*Referring expression pointing data:*

******

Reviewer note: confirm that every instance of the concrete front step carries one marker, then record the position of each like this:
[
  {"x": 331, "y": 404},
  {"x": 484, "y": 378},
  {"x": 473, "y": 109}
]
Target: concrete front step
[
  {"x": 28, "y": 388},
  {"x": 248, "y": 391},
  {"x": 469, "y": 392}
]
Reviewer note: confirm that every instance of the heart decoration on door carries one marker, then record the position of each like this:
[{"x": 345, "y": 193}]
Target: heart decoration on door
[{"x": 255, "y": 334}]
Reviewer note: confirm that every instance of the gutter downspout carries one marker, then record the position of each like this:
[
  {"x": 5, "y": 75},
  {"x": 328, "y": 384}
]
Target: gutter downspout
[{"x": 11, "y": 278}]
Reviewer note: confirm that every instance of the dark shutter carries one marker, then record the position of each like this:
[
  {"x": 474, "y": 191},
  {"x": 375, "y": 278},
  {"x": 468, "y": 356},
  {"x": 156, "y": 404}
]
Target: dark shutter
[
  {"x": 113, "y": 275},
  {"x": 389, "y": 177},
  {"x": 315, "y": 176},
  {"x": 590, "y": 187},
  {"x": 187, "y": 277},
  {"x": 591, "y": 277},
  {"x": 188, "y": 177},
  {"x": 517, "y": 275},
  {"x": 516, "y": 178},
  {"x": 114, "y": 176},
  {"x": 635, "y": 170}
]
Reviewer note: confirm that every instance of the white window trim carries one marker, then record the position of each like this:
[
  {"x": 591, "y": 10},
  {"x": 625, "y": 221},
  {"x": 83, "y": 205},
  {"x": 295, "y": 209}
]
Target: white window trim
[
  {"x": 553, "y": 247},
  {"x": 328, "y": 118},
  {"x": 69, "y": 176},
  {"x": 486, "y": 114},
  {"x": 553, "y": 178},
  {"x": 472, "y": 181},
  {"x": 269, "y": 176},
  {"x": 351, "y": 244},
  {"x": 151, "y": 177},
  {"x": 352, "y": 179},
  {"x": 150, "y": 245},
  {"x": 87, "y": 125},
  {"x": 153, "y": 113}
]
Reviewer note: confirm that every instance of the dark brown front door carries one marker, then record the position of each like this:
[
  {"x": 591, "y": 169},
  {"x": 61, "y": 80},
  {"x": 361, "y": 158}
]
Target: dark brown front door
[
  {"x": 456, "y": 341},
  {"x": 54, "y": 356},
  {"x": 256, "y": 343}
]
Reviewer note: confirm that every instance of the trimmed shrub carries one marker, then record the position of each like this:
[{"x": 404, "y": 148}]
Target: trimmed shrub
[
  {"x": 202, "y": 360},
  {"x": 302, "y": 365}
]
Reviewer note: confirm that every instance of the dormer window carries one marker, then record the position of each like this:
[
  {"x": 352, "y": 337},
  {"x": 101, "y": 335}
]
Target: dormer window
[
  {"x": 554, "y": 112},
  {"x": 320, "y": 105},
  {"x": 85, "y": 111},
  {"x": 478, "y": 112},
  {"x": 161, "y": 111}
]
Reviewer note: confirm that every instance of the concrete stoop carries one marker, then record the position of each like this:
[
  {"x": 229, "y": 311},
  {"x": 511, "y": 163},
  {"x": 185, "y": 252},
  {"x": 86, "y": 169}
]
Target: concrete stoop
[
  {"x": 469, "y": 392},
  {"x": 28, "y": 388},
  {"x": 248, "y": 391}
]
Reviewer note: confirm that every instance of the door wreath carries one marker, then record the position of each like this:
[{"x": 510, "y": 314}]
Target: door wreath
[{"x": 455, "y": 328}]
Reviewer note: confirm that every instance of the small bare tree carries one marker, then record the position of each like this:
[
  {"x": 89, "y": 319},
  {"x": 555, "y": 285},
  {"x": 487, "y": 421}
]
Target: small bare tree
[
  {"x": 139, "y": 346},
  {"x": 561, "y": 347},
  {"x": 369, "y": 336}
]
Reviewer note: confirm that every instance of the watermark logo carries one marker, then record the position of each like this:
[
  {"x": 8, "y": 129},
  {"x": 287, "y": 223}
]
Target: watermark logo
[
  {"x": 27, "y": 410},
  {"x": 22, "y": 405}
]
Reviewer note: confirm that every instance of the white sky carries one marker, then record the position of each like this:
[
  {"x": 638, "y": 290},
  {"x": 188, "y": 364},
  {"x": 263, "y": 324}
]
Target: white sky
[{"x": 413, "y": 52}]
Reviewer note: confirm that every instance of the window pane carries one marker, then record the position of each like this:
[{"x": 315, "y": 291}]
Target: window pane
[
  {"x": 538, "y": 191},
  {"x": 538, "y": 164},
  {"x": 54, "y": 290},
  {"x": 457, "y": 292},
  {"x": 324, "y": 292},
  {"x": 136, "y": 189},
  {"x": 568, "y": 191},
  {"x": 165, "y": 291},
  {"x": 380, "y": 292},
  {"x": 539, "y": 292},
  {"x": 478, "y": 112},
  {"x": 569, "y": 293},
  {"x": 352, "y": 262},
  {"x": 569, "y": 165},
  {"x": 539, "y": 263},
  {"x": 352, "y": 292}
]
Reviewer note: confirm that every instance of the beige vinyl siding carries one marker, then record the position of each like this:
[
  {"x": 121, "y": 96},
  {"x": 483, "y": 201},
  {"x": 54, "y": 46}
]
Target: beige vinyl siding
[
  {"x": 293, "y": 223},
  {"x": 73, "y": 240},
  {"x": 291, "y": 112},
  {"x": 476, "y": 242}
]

******

*Exercise requirements:*
All lines from the one containing "Reviewer note: confirm that every instance of the beige" through the last line of the data, both included, are to be retyped exactly, and no other line belongs in the answer.

*Task result:*
Reviewer note: confirm that every instance of the beige vinyl siding carries one marker, then record the position of each like this:
[
  {"x": 121, "y": 96},
  {"x": 483, "y": 201},
  {"x": 54, "y": 46}
]
Target: beige vinyl siding
[
  {"x": 293, "y": 223},
  {"x": 73, "y": 240},
  {"x": 291, "y": 112},
  {"x": 476, "y": 242}
]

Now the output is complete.